Quoted passage ▸
-- START --

This article explores the relationship between Software Modeling (SM) and Software Development (SD) within Software Engineering. It examines how SM, through techniques like UML diagrams, supports and enhances the SD process by improving communication, reducing errors, and providing essential documentation.

Alexander S. Ricciardi

December 11, 2024

Software Engineering (SE) is the art of engineering high-quality software solutions. The Object Oriented (OO) approach, Software Development (SD) process, and Software Modeling (SM) are components of SE. This article explores these components, more specifically the relationship between SD and SM. How through this relationship software developer teams build systems that are efficient, robust, and provide high-quality software solutions to users.

Software Engineering

First, let’s define Software Engineering. “The goal of SE is to produce robust, high-quality software solutions that provide value to users. Achieving this goal requires the precision of engineering combined with the subtlety of art” (Unhelkar, 2018, p.1). SE involves a wide range of functions, activities, and tasks such as:

• Project management, business analysis, financial management, regulatory and compliance management, risk management, and service management functions.

• Functions are SE teams’ responsibilities or disciplines that often span the entire software development lifecycle.

• Development processes, requirements modeling, usability design, operational performance, security, quality assurance, quality control, and release management activities.

• Activities are SE actions taken during certain stages of the software development, they are often performed repeatedly in functions or processes.

• Tasks are small SE’s actions taken during certain functions or processes. They are often individual steps necessary to perform a specific activity.

(Unhelkar, 2018)

As shown above, SE is a complex process that can be decomposed into four components which are essential to learn and to adopt SE. These components are fundamentals or object-oriented, modeling (UML standard), process (SDLC, Agile), and experience (case studies and team-based project work). 

Figure 1

The Four Essential Components to Adopt Software Engineering

Note:  From “Software Engineering Fundamentals with Object Orientation. Software Engineering with UML” by Unhelkar (2018, p.2).

Below is a brief definition of each component:

Object Oriented (OO)

Object Oriented is the concept of object orientation based on Object Oriented Programming (OOP) languages such as Java and Python. OO is composed of six fundamentals (encapsulation, inheritance, polymorphism, abstraction, composition, and association) that help in creating classes and programs that process and manipulate data and objects. 

These OO fundamentals are as follows:

• Classification (grouping)

• Abstraction (representing)

• Encapsulation (modularizing)

• Association (relating)

• Inheritance (generalizing)

• Polymorphism (executing)

(Unhelkar, 2018, p.5)

Software Modeling (SM)

Software Modeling is a project modeling standard based on the Unified Modeling Language (UML) that is used the create diagrams to improve communication and participation from all project stakeholders. This also improves the quality of the software, reduces errors, and encourages easy acceptance of the solution by users. UML's purpose in SE is modeling, developing, and maintaining software.

Figure 2

Purpose of Unified Modeling Language in Software Engineering

Note: From “Software Engineering Fundamentals with Object Orientation. Software Engineering with UML” by Unhelkar (2018, p.13).

UML in modeling purpose modeling, developing, and maintaining software can be listed as follows:

• Visualizing: The primary purpose of the UML is to visualize the software requirements, processes, solution design, and architecture.

• Specifying: UML is used to facilitate the specification of modeling artifacts. For example, a UML class diagram can specify/describe the attributes and methods of a class, along with their relationships.

-- END --

What the task requires ▸
According to the software engineering article, why does Software Modeling use the Unified Modeling Language to create diagrams?

(Items from a data source)
-- START --

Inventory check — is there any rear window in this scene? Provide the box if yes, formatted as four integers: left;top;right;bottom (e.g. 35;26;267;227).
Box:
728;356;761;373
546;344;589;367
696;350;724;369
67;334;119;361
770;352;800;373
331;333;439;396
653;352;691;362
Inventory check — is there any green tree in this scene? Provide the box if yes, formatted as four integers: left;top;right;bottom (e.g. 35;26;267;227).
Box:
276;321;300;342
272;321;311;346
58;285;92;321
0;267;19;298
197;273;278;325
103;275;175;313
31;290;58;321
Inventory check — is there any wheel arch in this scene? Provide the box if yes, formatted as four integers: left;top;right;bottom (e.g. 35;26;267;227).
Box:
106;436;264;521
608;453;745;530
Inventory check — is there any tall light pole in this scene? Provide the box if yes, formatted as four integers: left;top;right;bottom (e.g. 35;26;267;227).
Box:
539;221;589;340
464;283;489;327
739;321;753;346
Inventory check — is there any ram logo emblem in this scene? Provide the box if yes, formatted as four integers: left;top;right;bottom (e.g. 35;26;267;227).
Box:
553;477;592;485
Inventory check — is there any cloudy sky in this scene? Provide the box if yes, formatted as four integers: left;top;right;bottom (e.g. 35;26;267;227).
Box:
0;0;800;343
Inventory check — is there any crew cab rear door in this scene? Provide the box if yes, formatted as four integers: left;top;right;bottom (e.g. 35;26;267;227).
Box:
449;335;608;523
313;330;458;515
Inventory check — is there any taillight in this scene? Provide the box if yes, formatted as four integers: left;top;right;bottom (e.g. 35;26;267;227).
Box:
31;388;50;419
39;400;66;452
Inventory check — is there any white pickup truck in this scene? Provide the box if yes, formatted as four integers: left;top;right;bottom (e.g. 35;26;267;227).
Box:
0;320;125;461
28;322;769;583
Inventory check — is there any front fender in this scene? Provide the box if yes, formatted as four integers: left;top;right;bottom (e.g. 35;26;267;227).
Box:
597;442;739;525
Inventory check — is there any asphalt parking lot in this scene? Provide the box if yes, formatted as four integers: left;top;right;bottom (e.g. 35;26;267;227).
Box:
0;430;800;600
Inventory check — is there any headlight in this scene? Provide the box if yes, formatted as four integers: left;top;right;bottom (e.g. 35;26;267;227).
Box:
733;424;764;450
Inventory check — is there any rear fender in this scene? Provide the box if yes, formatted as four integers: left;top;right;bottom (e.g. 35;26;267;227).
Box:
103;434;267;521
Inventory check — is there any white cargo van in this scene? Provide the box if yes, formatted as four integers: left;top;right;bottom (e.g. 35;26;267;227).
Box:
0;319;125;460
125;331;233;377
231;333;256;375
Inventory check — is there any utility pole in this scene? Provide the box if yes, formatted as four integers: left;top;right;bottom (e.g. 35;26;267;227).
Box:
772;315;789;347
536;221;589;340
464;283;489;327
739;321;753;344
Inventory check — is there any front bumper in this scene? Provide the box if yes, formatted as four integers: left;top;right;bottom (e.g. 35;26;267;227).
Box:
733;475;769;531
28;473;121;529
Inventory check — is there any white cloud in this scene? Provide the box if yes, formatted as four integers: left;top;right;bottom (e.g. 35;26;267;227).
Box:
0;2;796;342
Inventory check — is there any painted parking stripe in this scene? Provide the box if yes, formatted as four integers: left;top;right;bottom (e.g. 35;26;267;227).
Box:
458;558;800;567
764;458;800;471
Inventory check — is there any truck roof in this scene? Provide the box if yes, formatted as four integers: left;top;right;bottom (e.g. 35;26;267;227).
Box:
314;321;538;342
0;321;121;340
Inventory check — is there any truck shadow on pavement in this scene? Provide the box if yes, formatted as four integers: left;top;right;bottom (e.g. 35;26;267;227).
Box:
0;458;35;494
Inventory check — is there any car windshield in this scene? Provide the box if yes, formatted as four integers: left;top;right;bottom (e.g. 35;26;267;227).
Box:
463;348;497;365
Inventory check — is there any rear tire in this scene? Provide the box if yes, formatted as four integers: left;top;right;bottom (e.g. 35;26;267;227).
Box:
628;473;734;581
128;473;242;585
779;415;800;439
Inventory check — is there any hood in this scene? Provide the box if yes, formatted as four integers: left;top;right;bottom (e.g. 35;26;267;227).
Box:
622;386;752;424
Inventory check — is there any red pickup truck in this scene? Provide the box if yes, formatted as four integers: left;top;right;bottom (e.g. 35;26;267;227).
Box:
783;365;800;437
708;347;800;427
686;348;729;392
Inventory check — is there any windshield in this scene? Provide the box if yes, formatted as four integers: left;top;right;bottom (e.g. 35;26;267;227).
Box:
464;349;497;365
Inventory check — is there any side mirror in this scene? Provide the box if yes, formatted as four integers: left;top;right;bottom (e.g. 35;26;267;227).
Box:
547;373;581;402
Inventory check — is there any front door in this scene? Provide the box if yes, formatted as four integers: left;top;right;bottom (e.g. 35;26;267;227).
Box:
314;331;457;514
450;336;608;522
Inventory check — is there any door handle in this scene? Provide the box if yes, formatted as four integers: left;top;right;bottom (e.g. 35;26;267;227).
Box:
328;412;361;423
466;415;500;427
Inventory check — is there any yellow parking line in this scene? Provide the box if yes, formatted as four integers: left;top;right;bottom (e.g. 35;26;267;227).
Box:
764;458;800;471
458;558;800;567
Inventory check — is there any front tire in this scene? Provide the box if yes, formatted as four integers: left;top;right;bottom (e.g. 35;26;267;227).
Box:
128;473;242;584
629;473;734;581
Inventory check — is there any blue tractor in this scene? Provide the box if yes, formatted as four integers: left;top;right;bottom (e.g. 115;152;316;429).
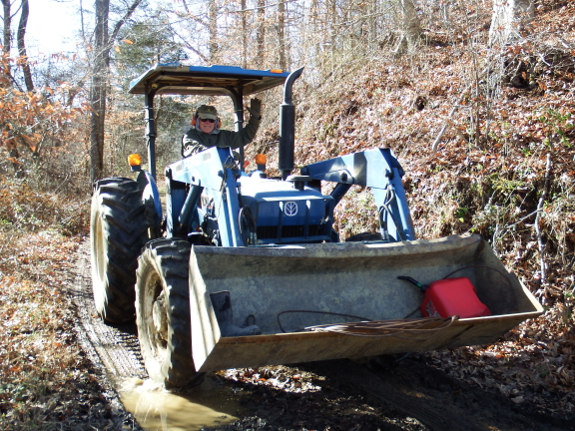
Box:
91;64;541;387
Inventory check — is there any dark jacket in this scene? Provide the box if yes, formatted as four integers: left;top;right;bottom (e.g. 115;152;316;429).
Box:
182;115;260;157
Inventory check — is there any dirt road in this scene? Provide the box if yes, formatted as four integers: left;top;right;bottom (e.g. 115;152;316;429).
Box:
73;244;575;431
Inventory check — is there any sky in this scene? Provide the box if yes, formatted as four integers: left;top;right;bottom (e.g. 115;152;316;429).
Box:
27;0;78;56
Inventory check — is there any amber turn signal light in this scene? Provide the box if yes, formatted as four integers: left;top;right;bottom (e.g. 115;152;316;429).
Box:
128;154;142;172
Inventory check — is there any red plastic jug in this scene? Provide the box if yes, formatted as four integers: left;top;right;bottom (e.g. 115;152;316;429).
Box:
398;276;491;319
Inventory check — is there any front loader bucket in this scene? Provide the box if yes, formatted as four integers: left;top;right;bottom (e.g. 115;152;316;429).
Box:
190;235;542;371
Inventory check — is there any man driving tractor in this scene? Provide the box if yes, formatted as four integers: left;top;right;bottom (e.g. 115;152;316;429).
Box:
182;99;261;157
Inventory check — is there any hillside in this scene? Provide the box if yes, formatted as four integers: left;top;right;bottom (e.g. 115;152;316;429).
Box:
250;1;575;418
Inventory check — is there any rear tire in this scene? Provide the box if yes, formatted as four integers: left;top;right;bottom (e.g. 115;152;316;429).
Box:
90;178;148;324
136;239;203;388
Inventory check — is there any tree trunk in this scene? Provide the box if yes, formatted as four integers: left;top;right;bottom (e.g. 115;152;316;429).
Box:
255;0;266;68
395;0;421;54
2;0;12;79
240;0;249;69
90;0;142;182
208;0;218;64
278;0;287;70
90;0;110;181
17;0;34;91
489;0;535;46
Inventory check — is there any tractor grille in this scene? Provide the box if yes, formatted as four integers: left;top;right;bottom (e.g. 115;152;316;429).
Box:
257;225;323;240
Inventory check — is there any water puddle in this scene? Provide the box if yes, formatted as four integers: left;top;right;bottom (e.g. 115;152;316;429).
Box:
119;374;241;431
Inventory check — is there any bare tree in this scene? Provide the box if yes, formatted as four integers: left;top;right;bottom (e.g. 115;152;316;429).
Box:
255;0;266;68
489;0;535;45
90;0;142;181
17;0;34;91
277;0;287;69
395;0;421;54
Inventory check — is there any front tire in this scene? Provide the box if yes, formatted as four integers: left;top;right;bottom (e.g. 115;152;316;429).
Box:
136;239;203;388
90;178;148;324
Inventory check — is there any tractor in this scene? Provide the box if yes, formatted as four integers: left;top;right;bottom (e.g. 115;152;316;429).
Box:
91;63;542;388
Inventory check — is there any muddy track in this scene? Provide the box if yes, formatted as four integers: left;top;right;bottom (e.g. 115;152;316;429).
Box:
73;242;575;431
73;242;147;387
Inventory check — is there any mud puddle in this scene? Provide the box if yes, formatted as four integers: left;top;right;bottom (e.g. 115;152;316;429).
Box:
118;375;243;431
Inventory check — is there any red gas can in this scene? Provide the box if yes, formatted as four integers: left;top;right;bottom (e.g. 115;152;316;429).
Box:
421;277;491;319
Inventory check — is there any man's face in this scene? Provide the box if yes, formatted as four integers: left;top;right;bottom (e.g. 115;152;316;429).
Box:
200;118;217;134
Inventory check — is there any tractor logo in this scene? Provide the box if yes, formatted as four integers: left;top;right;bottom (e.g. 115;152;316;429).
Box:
284;201;298;217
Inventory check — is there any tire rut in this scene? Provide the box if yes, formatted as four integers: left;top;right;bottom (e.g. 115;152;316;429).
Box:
72;241;147;388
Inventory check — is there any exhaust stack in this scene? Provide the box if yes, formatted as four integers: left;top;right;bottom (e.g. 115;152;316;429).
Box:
278;67;303;180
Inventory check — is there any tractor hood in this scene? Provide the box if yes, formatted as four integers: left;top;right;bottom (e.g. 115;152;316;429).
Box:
129;63;289;96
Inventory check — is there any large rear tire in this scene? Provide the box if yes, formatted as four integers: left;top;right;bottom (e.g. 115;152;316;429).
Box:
136;239;203;388
90;178;148;324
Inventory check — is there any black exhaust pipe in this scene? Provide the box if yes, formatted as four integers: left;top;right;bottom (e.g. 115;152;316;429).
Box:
278;67;304;180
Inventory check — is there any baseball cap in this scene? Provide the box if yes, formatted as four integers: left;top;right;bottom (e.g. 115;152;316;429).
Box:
196;105;218;120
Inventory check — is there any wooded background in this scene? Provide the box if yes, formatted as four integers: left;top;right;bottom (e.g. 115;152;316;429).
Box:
0;0;535;182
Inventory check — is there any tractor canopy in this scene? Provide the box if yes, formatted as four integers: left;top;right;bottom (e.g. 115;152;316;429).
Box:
129;63;289;97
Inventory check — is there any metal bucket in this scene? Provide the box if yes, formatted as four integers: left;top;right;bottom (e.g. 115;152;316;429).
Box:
190;235;543;371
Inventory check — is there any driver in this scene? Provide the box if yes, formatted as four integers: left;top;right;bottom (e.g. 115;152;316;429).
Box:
182;99;262;157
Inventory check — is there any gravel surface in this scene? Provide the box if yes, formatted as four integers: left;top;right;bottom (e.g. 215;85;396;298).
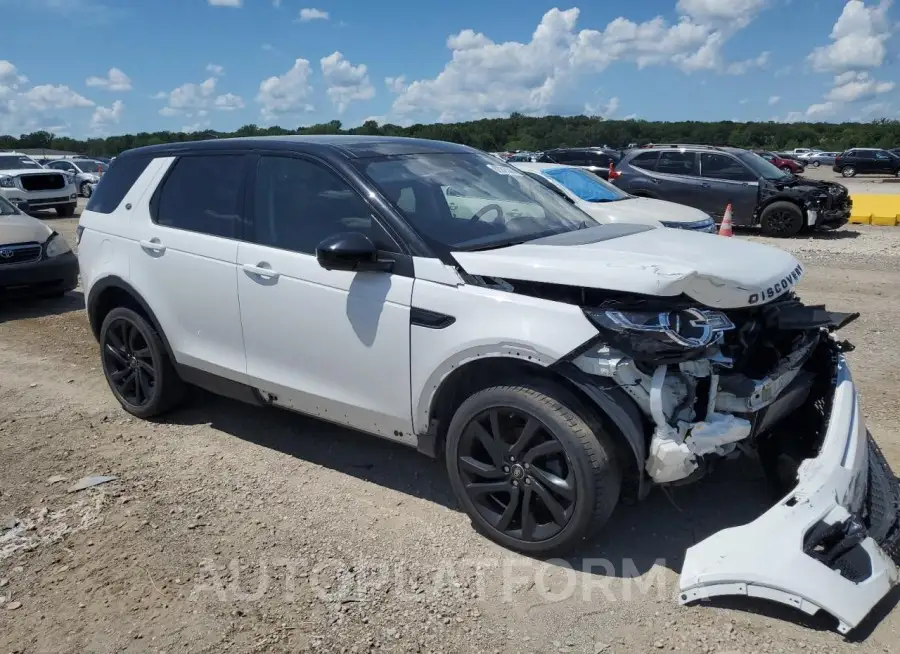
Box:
0;208;900;654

-- END --

Output for this exercise ▸
The diagrams are created to improve communication and participation from all project stakeholders. The article adds that this also improves the quality of the software, reduces errors, and encourages easy acceptance of the solution by users.